* **EXERCISE OBJECTIVE**: Everything in the data below should be restated word for word.

╭──

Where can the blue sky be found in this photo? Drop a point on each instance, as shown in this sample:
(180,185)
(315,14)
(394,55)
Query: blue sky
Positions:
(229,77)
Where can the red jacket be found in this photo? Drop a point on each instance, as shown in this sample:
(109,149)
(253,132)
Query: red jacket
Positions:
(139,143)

╰──

* **THE COMPLETED TASK**:
Where can the blue sky be found in this photo? Drop a point on each instance, as shown in this sample:
(180,185)
(315,14)
(394,55)
Query: blue sky
Positions:
(229,77)
Where can the red jacket be found in this photo? Drop a point on each instance, as shown in this sample:
(109,149)
(253,132)
Query: red jacket
Positions:
(139,143)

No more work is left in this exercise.